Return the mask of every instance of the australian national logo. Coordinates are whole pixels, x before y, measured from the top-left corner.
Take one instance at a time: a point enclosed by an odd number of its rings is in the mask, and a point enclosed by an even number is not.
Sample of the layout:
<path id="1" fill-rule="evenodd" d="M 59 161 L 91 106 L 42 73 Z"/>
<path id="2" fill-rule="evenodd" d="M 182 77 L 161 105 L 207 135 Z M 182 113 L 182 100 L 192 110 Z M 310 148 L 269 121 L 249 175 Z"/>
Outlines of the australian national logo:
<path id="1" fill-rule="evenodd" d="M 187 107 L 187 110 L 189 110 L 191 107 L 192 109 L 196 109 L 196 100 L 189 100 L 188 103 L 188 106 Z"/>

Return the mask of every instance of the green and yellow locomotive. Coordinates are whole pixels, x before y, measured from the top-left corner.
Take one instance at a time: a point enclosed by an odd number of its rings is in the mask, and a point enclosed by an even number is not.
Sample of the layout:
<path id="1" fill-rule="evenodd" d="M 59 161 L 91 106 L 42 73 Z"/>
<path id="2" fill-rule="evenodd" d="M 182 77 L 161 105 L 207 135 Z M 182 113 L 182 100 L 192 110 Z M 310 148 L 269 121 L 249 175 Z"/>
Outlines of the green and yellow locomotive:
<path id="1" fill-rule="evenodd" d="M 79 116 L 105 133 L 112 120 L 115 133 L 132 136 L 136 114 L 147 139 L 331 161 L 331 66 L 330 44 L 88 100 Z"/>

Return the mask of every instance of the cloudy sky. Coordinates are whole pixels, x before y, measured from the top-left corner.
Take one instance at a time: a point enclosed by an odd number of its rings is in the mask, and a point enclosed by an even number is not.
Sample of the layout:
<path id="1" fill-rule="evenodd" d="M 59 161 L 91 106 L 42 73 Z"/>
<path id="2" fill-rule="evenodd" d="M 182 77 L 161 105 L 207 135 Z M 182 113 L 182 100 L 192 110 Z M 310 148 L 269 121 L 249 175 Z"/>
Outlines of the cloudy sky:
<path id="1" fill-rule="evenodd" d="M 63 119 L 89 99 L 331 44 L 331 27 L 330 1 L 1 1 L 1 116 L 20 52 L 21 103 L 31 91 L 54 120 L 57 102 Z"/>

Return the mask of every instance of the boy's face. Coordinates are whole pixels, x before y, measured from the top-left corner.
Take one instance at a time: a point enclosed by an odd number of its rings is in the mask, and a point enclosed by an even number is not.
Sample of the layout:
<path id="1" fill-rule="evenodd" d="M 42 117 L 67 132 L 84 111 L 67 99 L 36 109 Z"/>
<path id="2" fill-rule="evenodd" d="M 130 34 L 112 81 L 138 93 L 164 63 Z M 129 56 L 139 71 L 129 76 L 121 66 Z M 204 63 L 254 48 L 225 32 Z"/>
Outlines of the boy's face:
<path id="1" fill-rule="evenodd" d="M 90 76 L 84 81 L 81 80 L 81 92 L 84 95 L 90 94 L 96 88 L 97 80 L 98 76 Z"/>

## WHAT IS EXPECTED:
Update the listing above by replacing "top-left corner" with "upper-left corner" wherever it occurs, keeping every other word unchanged.

## THE RESPONSE:
Return the mask of every instance of the australian national logo. Coordinates are whole pixels, x before y, measured from the upper-left corner.
Take one instance at a time: a point enclosed by an odd number of its rings is in the mask, and a point enclosed by an even number is not.
Sample of the layout:
<path id="1" fill-rule="evenodd" d="M 59 161 L 91 106 L 42 73 Z"/>
<path id="2" fill-rule="evenodd" d="M 182 77 L 161 105 L 207 135 Z M 182 113 L 182 100 L 192 110 Z M 310 148 L 269 121 L 249 175 Z"/>
Outlines of the australian national logo:
<path id="1" fill-rule="evenodd" d="M 187 107 L 187 110 L 189 110 L 191 107 L 192 109 L 196 109 L 196 100 L 189 100 L 188 103 L 188 106 Z"/>

Return the mask of every instance of the green and yellow locomotive. Coordinates are whole pixels, x before y, measured from the upper-left corner.
Take one instance at a time: a point enclosed by an odd number of its rings is in the mask, and a point enclosed by an even number is not.
Sample of the layout:
<path id="1" fill-rule="evenodd" d="M 59 161 L 91 106 L 42 73 Z"/>
<path id="2" fill-rule="evenodd" d="M 182 77 L 161 105 L 207 135 Z M 182 113 L 182 100 L 192 110 Z M 310 148 L 269 121 L 249 175 Z"/>
Outlines of the green and yellow locomotive:
<path id="1" fill-rule="evenodd" d="M 79 116 L 105 133 L 112 120 L 115 133 L 132 136 L 136 114 L 147 139 L 331 161 L 331 66 L 330 44 L 88 100 Z"/>

Return the mask of every instance of the cloudy sky. Coordinates are whole pixels, x before y, measured from the upper-left corner.
Take one instance at a time: a point enclosed by an odd number of its rings is in the mask, and a point enclosed by an even number is not.
Sample of the layout:
<path id="1" fill-rule="evenodd" d="M 59 161 L 91 106 L 42 73 Z"/>
<path id="2" fill-rule="evenodd" d="M 182 77 L 161 105 L 207 135 Z M 182 113 L 182 100 L 192 110 Z M 310 148 L 269 121 L 249 175 Z"/>
Outlines of the cloudy sky:
<path id="1" fill-rule="evenodd" d="M 63 119 L 89 99 L 331 44 L 331 27 L 330 1 L 1 1 L 1 116 L 20 52 L 21 103 L 31 91 L 54 120 L 57 102 Z"/>

Return the mask of every instance of the boy's face. Coordinates are whole pixels, x before y, measured from the upper-left corner.
Take one instance at a time: a point enclosed by an odd number of its rings is in the mask, and a point enclosed by an even number is not.
Sample of the layout:
<path id="1" fill-rule="evenodd" d="M 42 117 L 67 132 L 84 111 L 67 99 L 36 109 Z"/>
<path id="2" fill-rule="evenodd" d="M 130 34 L 112 81 L 138 93 L 164 63 Z M 129 56 L 139 71 L 129 76 L 121 66 Z M 204 63 L 254 48 L 225 32 Z"/>
Outlines of the boy's face:
<path id="1" fill-rule="evenodd" d="M 90 76 L 84 81 L 81 80 L 81 92 L 84 95 L 90 94 L 96 88 L 97 80 L 98 76 Z"/>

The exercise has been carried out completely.